Items from a data source
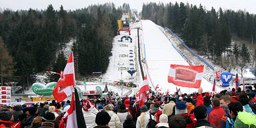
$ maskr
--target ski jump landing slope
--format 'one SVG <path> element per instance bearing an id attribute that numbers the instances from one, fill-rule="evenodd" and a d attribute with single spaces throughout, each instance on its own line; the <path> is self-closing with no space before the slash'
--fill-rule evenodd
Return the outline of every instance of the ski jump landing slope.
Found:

Task objective >>
Gather every line of the entries above that contains the string "evenodd", matching case exactly.

Task response >>
--format 'one SVG <path> element per instance bearing an id attribute that numbers the instances from one, fill-rule="evenodd" and a d attribute with single spaces throughout, each instance on its own line; the <path> is self-closing with no space before the slash'
--fill-rule evenodd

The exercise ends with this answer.